A faithful copy of each entry below is expected, with the images removed.

[Data excerpts]

= Beginning of Section =

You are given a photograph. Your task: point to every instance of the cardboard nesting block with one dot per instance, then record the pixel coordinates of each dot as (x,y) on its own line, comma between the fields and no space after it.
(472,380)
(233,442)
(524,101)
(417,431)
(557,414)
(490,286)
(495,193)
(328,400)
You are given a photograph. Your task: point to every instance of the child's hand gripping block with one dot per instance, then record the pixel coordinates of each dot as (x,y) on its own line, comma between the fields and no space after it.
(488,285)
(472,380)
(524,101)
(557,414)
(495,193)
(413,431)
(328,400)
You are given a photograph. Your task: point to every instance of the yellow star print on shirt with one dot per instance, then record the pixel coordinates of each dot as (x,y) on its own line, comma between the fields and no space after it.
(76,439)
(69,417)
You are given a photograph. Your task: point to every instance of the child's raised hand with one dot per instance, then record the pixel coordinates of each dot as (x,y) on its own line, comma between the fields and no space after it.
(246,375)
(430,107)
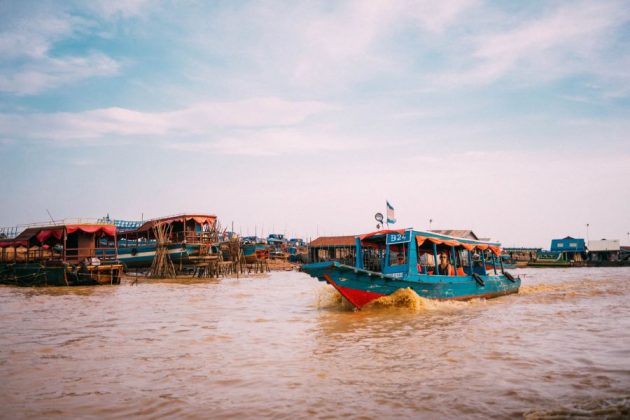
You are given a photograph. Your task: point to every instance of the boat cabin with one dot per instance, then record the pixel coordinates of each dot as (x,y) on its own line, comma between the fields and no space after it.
(409,253)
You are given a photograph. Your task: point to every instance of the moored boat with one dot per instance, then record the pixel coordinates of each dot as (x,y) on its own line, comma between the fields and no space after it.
(388,260)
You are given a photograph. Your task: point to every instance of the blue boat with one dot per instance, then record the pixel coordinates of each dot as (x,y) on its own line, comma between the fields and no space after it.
(388,260)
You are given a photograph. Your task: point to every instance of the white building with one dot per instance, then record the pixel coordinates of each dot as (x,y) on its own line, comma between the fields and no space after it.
(604,250)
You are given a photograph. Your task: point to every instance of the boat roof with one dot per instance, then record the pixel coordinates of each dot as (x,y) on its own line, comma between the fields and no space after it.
(332,241)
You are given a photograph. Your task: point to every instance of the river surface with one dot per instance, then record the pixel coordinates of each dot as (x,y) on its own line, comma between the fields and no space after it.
(284,346)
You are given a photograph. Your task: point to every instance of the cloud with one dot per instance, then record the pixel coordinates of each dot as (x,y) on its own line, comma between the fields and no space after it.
(200,118)
(567,40)
(30,65)
(46,73)
(273,142)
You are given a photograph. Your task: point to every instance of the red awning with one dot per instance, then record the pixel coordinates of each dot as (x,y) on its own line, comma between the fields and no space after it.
(453,242)
(9,244)
(47,233)
(57,233)
(109,230)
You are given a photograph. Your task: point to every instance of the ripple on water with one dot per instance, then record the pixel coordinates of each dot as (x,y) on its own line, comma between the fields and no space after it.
(285,345)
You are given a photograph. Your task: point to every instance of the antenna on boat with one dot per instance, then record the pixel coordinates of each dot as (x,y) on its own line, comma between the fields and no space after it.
(50,215)
(379,219)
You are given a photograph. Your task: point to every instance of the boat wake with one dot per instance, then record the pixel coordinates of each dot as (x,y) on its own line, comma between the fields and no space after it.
(611,408)
(402,299)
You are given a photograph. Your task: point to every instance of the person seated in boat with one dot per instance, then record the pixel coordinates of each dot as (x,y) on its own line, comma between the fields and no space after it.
(445,268)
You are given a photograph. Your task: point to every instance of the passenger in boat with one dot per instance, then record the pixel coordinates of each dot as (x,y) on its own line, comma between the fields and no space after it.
(445,267)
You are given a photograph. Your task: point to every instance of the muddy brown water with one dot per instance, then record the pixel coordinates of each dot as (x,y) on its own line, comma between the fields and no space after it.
(286,346)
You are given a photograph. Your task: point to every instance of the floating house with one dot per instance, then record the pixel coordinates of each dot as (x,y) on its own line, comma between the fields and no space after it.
(603,250)
(189,237)
(565,252)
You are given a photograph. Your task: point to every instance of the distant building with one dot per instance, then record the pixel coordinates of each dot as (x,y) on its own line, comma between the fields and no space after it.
(604,250)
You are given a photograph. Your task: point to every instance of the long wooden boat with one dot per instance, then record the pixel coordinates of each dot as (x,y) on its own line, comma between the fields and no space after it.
(60,255)
(388,260)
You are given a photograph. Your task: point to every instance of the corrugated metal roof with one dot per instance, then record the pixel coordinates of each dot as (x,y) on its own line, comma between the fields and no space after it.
(323,241)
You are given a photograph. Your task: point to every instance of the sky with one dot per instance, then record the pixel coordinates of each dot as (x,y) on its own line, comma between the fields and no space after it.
(508,118)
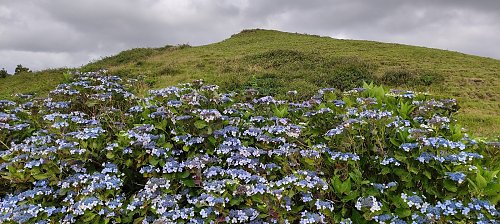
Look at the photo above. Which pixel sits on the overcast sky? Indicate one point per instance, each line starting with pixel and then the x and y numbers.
pixel 54 33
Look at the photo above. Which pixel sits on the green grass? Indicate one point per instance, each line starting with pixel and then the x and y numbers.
pixel 275 62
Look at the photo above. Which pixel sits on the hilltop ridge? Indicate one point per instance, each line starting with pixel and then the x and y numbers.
pixel 275 62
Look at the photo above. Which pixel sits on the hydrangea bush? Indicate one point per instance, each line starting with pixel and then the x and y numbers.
pixel 95 152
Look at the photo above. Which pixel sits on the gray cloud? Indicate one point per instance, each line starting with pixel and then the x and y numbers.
pixel 51 33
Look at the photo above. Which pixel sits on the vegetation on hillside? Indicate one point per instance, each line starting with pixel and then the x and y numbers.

= End of Section =

> [Response box]
You are given a photograph. Your task: point to every instance of the cardboard nesting block with one dot per instance, then record the pixel coordinates of each dot as (x,y) on its own line, comma between the fields and no space after it.
(472,380)
(233,442)
(524,101)
(417,431)
(557,414)
(490,286)
(495,193)
(328,400)
You are given a photograph. Your task: point to every instance of the child's hand gripping block with one dot per instance, then record the pixel coordinates of each dot as (x,y) on its own line, comma between the fields and no space after it.
(488,285)
(472,380)
(524,101)
(557,414)
(495,193)
(413,431)
(328,400)
You are given a photograph. Your task: point to every instance of the yellow star print on shirt with one dot per instance, then record the pixel coordinates of each dot as (x,y) on its own line, comma between the fields and no space after it.
(76,439)
(69,417)
You are given a photograph. Your task: point to every instance of the child's raised hand with one dot per instance, then record the pixel coordinates of each dot as (x,y) on its own line, comma between the fields and no space after it.
(246,375)
(430,107)
You are given a photograph. Your task: point to every instance of the boat cabin with one dot per instance, then record the pixel coordinates of each dot as (x,y) on its own line, comma between the fields and no space after it.
(409,253)
You are given a photograph. Your task: point to every instance of the moored boat with one dot per instance, then record the pixel coordinates of each dot as (x,y) on its own line, comma between the fields and no space after it.
(388,260)
You are given a photograph. Your task: point to every instance of the blue boat with one dot per instance, then record the pixel coordinates of each dot as (x,y) on its own line, comma between the fields and no space after it.
(388,260)
You are given a photograph. Your task: point to every instance of the white building with one dot per instance, then record the pixel coordinates of each dot as (x,y) on its own line, comma between the fields and no space after it.
(604,250)
You are given a photograph. Your task: point to every instance of the boat roof with one dot per instance, then record the pixel coordinates of each dot as (x,y) on its own line, comma between the fields and no space after it.
(332,241)
You are given a photograph. Your task: point to every instance of the river surface with one dot per instance, then record the pixel coordinates of each dot as (x,y) on its own line, comma between the fields and no space after it.
(284,346)
You are given a photograph. Your task: point to every instance of the cloud with one dot per instance, then record the pixel coordinates of each dot as (x,y) on its own line, comma between the fields and no space after it.
(200,118)
(567,40)
(30,65)
(46,73)
(273,142)
You are given a photograph. Your task: point to every instance of the red awning with one dot per instance, then record the pixel coordinates of each dot as (x,y) on its own line, comma between the fields and no space after it.
(453,242)
(9,244)
(47,233)
(57,233)
(109,230)
You are given a photograph. Your task: point to every instance of the ripple on water with one dot per instance, then record the pixel coordinates of each dot as (x,y) on its own line, comma between the fields and no space after it.
(285,345)
You are given a photograph. Your task: point to every instance of the antenna on boat with one dot per instance, then record the pixel coordinates of each dot as (x,y) on its own line, comma between the fields and no space after it.
(50,215)
(379,219)
You are given a photograph. Your task: point to every instance of the boat wake with one dot per instance, then record the pixel coordinates of each dot as (x,y) on its own line, comma between the fields and no space after it.
(611,408)
(402,299)
You are given a photograph. Your task: point to every instance of the person seated in boat with one dot per instance, then record the pixel coordinates of each dot as (x,y) on its own line, comma between the fields and no space after it.
(445,268)
You are given a photograph. Your task: point to every instance of the passenger in boat with one dot per instance, then record the pixel coordinates of each dot as (x,y) on its own line, comma between the fields and no space after it.
(445,267)
You are given a photograph. Your task: point to every instance of the muddy brown water with one dot per instance, then record the pixel coordinates of each dot as (x,y) on its own line, comma between the fields and no space after it.
(286,346)
You are given a photograph. Your task: point to every instance of the floating house with one dot per instance, then record the pixel coordinates of each dot as (x,y) on its own line, comma between the fields and no space after it.
(603,250)
(189,237)
(565,252)
You are given a photograph. Your task: point to every instance of the distant building with one dot per instance, then record the pixel coordinates of each dot as (x,y) on its own line, comma between the fields and no space after it.
(604,250)
You are given a photograph. Your task: point to every instance of the long wooden boat with one dot per instance, then record the pixel coordinates of each dot as (x,y) on its own line, comma between the fields and no space after it.
(60,255)
(388,260)
You are given a photograph. Your task: point to every instance of the corrugated metal roof with one dot per instance, then record the pixel coordinates of each dot as (x,y) on its own line, comma between the fields and no space after it.
(323,241)
You are given a photograph. Your task: point to every instance of the sky with one dot per instance, then record the pixel coordinates of each dot as (x,y) on its own line, comma between the fields and no space after it.
(508,118)
Look at the photo above. Which pixel sits on the overcast sky? Indicate one point per instance, each line starting with pixel and then the x and y numbers.
pixel 54 33
Look at the photo above. Which pixel sits on the green grass? Indicate one point per instance, each line starting with pixel and then the x and y numbers.
pixel 275 62
Look at the photo above. Which pixel sits on the hilltop ridge? Indicate one point per instance, each line starting with pixel and then the x and y numbers.
pixel 275 62
Look at the photo above. Which pixel sits on the hydrangea bush? Indicate one point per instance, each line starting with pixel and then the x and y numbers.
pixel 95 152
Look at the photo above. Which pixel sits on the gray cloud? Indicate one point per instance, each line starting with pixel and then the x and y numbers.
pixel 51 33
Look at the photo above. Which pixel sits on the vegetation on hillside? Indicate one point per instance, each line starting with pixel and then the x and y numbers.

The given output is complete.